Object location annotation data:
>> Start

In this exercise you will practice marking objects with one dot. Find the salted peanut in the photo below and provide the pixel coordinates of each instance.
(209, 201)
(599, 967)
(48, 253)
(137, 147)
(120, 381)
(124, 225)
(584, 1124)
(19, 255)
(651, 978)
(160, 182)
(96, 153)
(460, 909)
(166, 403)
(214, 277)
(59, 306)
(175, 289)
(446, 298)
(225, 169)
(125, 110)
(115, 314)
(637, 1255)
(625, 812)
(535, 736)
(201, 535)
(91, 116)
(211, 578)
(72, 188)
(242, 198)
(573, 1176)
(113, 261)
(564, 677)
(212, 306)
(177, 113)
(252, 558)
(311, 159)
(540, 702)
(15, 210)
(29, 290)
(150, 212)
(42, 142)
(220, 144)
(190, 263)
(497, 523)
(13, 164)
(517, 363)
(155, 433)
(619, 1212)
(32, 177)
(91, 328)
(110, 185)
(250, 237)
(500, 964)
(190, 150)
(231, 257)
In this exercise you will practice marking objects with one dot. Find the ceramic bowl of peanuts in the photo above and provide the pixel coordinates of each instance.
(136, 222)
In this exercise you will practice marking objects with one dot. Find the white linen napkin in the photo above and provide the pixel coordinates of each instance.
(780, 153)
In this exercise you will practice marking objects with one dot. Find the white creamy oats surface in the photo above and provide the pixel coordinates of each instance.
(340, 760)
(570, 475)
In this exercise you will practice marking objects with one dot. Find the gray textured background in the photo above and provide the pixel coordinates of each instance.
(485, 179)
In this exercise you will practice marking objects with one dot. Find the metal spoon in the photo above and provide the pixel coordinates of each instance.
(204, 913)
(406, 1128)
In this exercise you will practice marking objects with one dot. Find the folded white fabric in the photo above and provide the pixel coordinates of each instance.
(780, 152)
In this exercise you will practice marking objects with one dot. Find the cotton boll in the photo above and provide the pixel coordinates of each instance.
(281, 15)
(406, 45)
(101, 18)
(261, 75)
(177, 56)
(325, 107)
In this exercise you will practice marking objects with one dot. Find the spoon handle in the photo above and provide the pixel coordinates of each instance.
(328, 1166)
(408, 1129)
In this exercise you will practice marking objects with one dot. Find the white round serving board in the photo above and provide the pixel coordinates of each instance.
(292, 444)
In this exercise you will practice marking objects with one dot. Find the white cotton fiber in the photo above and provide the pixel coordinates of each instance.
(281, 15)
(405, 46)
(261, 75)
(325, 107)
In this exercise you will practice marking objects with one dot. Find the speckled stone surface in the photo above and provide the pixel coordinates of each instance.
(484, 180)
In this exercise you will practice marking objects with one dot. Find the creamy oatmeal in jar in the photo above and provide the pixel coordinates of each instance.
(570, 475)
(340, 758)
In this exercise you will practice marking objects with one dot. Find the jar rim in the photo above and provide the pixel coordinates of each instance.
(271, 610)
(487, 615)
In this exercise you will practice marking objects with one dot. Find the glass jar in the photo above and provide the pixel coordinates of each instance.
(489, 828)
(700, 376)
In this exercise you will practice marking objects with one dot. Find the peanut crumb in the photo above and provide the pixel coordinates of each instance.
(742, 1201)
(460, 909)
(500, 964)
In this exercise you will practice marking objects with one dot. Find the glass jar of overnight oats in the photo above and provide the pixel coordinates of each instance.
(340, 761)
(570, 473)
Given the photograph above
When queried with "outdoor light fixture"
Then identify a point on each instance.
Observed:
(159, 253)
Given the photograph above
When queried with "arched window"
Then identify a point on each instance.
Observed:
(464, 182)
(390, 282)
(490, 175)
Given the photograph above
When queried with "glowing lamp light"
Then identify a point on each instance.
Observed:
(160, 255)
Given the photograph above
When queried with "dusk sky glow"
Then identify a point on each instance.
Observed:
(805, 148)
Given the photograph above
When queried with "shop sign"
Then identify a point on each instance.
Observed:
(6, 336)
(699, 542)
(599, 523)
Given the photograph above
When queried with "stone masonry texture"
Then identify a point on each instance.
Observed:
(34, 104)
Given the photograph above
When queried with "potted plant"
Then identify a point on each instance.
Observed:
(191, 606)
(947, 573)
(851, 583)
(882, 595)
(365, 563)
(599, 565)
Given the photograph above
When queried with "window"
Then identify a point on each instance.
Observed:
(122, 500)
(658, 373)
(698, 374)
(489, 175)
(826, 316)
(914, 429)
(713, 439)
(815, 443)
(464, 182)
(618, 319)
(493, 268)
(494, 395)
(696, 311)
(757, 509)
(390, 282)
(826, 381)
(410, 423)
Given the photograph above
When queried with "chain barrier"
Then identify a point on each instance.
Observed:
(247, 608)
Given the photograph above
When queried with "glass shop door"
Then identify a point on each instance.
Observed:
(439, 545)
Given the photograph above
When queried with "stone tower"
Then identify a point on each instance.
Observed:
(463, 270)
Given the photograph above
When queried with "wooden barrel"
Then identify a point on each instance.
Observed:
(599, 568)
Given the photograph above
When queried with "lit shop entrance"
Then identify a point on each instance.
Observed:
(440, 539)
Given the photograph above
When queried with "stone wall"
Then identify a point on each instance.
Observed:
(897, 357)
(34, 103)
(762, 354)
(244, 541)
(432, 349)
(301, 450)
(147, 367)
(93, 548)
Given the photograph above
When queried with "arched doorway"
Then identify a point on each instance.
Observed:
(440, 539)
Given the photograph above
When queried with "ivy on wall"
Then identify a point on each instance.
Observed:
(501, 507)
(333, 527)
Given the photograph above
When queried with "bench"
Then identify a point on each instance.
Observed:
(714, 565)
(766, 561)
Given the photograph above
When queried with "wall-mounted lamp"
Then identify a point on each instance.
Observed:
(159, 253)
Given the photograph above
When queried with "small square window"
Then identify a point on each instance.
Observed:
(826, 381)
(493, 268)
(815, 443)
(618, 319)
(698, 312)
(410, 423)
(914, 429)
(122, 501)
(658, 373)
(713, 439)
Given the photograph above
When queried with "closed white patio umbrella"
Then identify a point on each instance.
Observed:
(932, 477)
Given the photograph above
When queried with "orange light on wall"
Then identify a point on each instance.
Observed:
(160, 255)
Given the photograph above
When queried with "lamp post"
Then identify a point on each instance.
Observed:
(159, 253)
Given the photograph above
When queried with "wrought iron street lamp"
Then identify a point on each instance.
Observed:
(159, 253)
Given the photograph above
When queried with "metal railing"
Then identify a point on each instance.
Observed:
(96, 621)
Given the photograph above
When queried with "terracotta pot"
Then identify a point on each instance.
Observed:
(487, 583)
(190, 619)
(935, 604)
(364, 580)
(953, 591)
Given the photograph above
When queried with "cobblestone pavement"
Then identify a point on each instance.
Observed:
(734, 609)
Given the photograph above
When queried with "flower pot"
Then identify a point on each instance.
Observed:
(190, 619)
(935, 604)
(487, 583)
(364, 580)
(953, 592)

>> End

Return every record, word for word.

Output below
In this exercise you will practice marking objects with one dot. Find the salted peanut in the photo below and provide the pixel coordinates of each instance.
(209, 201)
(599, 967)
(48, 253)
(137, 147)
(120, 381)
(124, 225)
(584, 1124)
(19, 255)
(651, 978)
(160, 182)
(96, 153)
(460, 909)
(166, 403)
(214, 277)
(59, 306)
(175, 289)
(446, 298)
(225, 169)
(125, 110)
(115, 314)
(637, 1255)
(625, 812)
(535, 736)
(201, 535)
(91, 116)
(211, 578)
(72, 188)
(242, 198)
(573, 1176)
(113, 261)
(564, 677)
(212, 306)
(177, 113)
(252, 558)
(311, 159)
(540, 702)
(15, 210)
(29, 290)
(150, 212)
(42, 142)
(220, 144)
(190, 263)
(497, 523)
(13, 164)
(517, 363)
(155, 433)
(619, 1212)
(32, 177)
(91, 328)
(110, 185)
(250, 237)
(500, 964)
(190, 150)
(231, 257)
In this exercise you will practice marking objects with one dot. Find the ceramic bowl of peanuts in the photo above and provide the pixel coordinates of each instance.
(136, 222)
In this exercise you will practice marking objects with one dot. Find the white linen napkin in the photo above and provide the pixel coordinates of each instance.
(780, 153)
In this exercise you will practice marking objects with one dot. Find the white creamy oats surface in the photo above and provide the pixel coordinates of each instance.
(340, 760)
(570, 475)
In this exercise you will practice marking objects with one dot. Find the gray textured background in the photo above and provide the pixel coordinates of each instance.
(485, 179)
In this exercise you will practice marking objects with one dot. Find the metal spoon in the photo above and provide the pixel coordinates of each instance.
(204, 913)
(406, 1128)
In this exercise you will practice marking objects with one dot. Find the folded white fabric in the photo above and provide the pixel coordinates of each instance.
(780, 152)
In this exercise you will practice marking objects with one dot. Find the cotton boll in the photo above and provide the pixel coordinates of each instance.
(281, 15)
(406, 45)
(101, 18)
(261, 75)
(177, 56)
(325, 107)
In this exercise you will practice marking objects with one dot. Find the spoon handle in the photo above and provide the pixel coordinates of each instance.
(328, 1166)
(408, 1129)
In this exercise you will practice marking objects with one dot. Find the white round serving board in the photo above and provide the pixel coordinates of each instance.
(292, 444)
In this exercise you will practice marking objects with one dot. Find the white cotton fiber in the photo above and provide the pixel coordinates of each instance.
(281, 15)
(405, 46)
(261, 75)
(325, 107)
In this exercise you will practice marking objects with one dot. Find the speckled stone surface in the photo above and provide the pixel coordinates of each instance.
(484, 180)
In this exercise you will practice marking objects with one dot. Find the creamy oatmeal in jar in the photo above and provide the pixel coordinates of each instance.
(570, 475)
(340, 758)
In this exercise you will practice marking objects with one dot. Find the jar rim in the photo above and provide the pixel coordinates of each instance.
(271, 610)
(487, 615)
In this exercise you will practice marking objects with one dot. Find the glass jar in the photo above and provide the pixel coordinates of each instance.
(489, 828)
(700, 376)
In this exercise you will practice marking objects with one dot. Find the peanut crumb in the photo above and provide the pixel coordinates of each instance.
(742, 1201)
(460, 909)
(500, 964)
In this exercise you will practice marking objects with one dot. Find the glass jar of overnight oats in the photo above and provide the pixel coordinates of each instance.
(340, 761)
(570, 473)
Given the photograph above
When queried with "outdoor light fixture"
Then identify a point on each instance.
Observed:
(159, 253)
Given the photograph above
When queried with "arched window"
Then identify a point on each instance.
Observed:
(464, 182)
(390, 282)
(490, 175)
Given the photograph above
When queried with "glowing lamp light"
Then identify a point on each instance.
Observed:
(160, 255)
Given the photograph above
When queried with "dusk sky glow"
Then identify a point on each instance.
Observed:
(805, 148)
Given the photograph above
When queried with "shop sign"
Then identify a point on each instance.
Observed:
(6, 336)
(699, 542)
(599, 523)
Given the photograph above
When queried with "stone masonry texture"
Then identify a point on each instance.
Observed:
(34, 104)
Given the photograph above
When queried with "potted plant"
Then identify a point on each instance.
Observed:
(191, 606)
(947, 573)
(851, 583)
(882, 595)
(365, 563)
(599, 565)
Given the photograph above
When queried with "window"
Then identify a point on each instance.
Observed:
(122, 500)
(658, 373)
(698, 374)
(489, 175)
(826, 316)
(914, 429)
(713, 439)
(815, 443)
(464, 182)
(618, 319)
(493, 268)
(494, 395)
(696, 311)
(757, 509)
(390, 282)
(826, 381)
(410, 423)
Given the photograph above
When queried with "chain barrier"
Then identify a point on each instance.
Observed:
(247, 608)
Given the photograph above
When queried with "glass shop door"
Then identify a point on each instance.
Observed:
(439, 545)
Given the photograph above
When queried with "stone tower"
Then identify a point on each instance.
Observed:
(463, 270)
Given the photograph above
When queried with "wooden barrel"
Then identify a point on each instance.
Observed:
(599, 568)
Given the photograph above
When queried with "lit shop entrance"
Then identify a point on each instance.
Observed:
(440, 539)
Given the photograph above
When queried with "stone wall"
Then identify a point on each instance.
Observed:
(897, 357)
(34, 103)
(762, 354)
(244, 541)
(432, 349)
(301, 450)
(147, 367)
(93, 548)
Given the photograph above
When queried with "arched doorway"
Then identify a point on each instance.
Observed:
(440, 539)
Given the photograph above
When queried with "ivy on wall"
Then identify a point on each instance.
Observed:
(501, 507)
(333, 527)
Given the photograph above
When queried with "bench"
Then identify a point on each instance.
Observed:
(714, 565)
(766, 561)
Given the photograph above
When queried with "wall-mounted lamp"
Then identify a point on each instance.
Observed:
(159, 253)
Given the photograph above
When queried with "small square window"
Then identify a point on each instance.
Observed:
(826, 381)
(493, 268)
(815, 443)
(618, 319)
(698, 312)
(410, 423)
(914, 429)
(122, 501)
(658, 373)
(713, 439)
Given the photograph above
When queried with "closed white patio umbrella"
Then identify a point on each instance.
Observed:
(932, 477)
Given the photograph above
When queried with "orange light on wall"
Then identify a point on each instance.
Observed:
(160, 255)
Given the photograph above
When queried with "lamp post"
Then identify a point on each instance.
Observed:
(159, 253)
Given the photograph above
When queried with "wrought iron street lamp"
Then identify a point on each instance.
Observed:
(159, 253)
Given the photograph above
When queried with "metal railing"
Then identify a point on each instance.
Observed:
(96, 621)
Given the photograph above
When queried with "terracotta pot"
Then identify a point on each instance.
Observed:
(487, 583)
(190, 619)
(935, 604)
(364, 580)
(953, 591)
Given the photograph above
When queried with "cobblestone pavement"
Then identify a point on each instance.
Observed:
(734, 609)
Given the photograph above
When queried with "flower pot"
Then identify a point on each instance.
Observed:
(190, 619)
(935, 604)
(487, 583)
(364, 580)
(953, 592)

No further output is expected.